WRITTEN INSTRUCTION: Please count the lines in the data below that contain the word "dark". Reply with the number alone.
##########
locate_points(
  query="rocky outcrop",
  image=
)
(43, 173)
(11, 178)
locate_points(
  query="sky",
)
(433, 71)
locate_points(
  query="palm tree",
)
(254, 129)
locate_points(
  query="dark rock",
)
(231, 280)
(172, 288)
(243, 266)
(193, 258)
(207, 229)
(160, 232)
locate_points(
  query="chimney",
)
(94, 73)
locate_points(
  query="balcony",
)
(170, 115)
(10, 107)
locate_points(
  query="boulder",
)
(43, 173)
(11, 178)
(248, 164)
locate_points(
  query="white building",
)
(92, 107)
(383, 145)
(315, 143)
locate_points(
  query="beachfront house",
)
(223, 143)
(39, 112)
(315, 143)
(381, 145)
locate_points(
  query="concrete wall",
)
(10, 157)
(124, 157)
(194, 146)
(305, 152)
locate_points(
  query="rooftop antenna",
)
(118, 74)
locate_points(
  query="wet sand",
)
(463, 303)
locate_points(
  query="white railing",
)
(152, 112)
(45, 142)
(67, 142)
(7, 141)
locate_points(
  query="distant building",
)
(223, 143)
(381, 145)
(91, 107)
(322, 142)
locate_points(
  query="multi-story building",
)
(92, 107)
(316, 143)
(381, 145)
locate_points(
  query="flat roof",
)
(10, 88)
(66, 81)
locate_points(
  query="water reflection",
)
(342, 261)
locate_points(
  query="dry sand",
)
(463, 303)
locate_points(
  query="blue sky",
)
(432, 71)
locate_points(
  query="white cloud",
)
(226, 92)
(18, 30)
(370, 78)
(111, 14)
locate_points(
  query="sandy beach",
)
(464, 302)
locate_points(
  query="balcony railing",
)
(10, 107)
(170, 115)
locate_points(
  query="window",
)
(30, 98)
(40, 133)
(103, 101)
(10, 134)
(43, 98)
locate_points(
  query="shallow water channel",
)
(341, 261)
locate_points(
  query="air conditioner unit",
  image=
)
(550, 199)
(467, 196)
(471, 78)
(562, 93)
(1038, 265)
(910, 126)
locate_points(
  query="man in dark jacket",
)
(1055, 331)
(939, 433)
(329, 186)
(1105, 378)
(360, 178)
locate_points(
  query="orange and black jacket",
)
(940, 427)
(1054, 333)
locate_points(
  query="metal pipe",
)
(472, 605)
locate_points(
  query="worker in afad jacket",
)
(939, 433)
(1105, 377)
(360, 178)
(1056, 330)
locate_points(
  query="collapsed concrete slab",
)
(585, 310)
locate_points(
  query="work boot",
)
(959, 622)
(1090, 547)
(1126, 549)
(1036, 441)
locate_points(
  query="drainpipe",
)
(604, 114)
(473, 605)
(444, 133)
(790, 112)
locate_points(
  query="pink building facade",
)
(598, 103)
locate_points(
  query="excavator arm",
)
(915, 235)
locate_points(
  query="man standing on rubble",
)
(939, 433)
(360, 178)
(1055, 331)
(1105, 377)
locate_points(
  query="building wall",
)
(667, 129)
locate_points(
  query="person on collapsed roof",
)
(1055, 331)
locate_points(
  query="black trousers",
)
##########
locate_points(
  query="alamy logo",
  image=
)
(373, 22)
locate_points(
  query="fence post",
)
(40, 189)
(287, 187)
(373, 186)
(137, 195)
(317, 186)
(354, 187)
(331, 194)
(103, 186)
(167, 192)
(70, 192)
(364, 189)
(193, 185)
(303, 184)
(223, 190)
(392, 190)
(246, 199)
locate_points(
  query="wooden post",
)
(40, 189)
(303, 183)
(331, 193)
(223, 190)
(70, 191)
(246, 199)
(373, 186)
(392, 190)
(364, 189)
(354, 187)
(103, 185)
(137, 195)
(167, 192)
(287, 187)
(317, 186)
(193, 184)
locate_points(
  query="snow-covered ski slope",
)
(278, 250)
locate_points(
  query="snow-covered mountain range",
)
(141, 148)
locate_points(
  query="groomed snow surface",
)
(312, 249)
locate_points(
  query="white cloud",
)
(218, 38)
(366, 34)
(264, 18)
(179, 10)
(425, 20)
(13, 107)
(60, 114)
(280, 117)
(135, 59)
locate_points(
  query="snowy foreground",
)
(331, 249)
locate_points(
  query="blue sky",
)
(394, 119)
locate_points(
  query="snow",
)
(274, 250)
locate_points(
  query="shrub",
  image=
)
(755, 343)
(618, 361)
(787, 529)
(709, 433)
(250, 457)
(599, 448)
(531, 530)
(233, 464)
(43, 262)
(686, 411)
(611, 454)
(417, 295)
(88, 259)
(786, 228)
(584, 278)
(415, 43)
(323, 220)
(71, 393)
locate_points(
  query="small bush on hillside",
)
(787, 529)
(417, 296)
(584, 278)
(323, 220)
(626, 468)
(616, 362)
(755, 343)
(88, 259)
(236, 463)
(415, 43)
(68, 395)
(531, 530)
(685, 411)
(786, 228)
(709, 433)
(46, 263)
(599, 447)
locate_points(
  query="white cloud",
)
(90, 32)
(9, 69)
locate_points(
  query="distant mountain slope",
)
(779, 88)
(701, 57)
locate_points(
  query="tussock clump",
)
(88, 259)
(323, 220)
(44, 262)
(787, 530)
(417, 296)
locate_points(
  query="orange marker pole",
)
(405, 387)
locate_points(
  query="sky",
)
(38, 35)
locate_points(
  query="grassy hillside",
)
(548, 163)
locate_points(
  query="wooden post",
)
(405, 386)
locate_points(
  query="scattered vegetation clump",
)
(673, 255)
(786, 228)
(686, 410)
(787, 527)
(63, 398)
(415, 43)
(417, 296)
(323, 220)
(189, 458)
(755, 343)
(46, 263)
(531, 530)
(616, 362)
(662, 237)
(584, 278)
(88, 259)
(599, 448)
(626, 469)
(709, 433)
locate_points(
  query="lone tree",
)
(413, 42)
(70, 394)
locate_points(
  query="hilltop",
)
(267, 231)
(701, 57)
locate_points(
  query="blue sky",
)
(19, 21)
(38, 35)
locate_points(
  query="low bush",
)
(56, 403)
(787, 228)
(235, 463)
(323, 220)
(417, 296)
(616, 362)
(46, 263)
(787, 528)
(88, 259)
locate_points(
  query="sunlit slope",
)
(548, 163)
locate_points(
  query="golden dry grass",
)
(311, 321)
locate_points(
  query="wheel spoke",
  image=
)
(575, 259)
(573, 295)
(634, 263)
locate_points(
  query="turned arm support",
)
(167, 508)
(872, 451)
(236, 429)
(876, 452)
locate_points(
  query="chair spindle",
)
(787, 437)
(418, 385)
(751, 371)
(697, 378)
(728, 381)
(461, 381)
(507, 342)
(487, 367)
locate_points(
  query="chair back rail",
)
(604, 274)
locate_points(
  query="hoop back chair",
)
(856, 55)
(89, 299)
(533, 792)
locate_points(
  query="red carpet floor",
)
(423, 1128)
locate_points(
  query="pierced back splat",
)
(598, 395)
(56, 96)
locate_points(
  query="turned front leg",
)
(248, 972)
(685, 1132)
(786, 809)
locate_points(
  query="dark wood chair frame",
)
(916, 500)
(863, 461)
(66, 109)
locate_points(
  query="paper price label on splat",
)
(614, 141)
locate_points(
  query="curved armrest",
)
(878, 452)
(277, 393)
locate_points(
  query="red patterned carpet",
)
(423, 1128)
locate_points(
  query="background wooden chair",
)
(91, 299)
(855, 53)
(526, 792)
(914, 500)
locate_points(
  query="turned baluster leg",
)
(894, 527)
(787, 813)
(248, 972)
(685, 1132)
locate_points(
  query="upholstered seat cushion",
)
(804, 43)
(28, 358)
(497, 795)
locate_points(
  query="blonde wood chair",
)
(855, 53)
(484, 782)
##########
SOLUTION BELOW: 3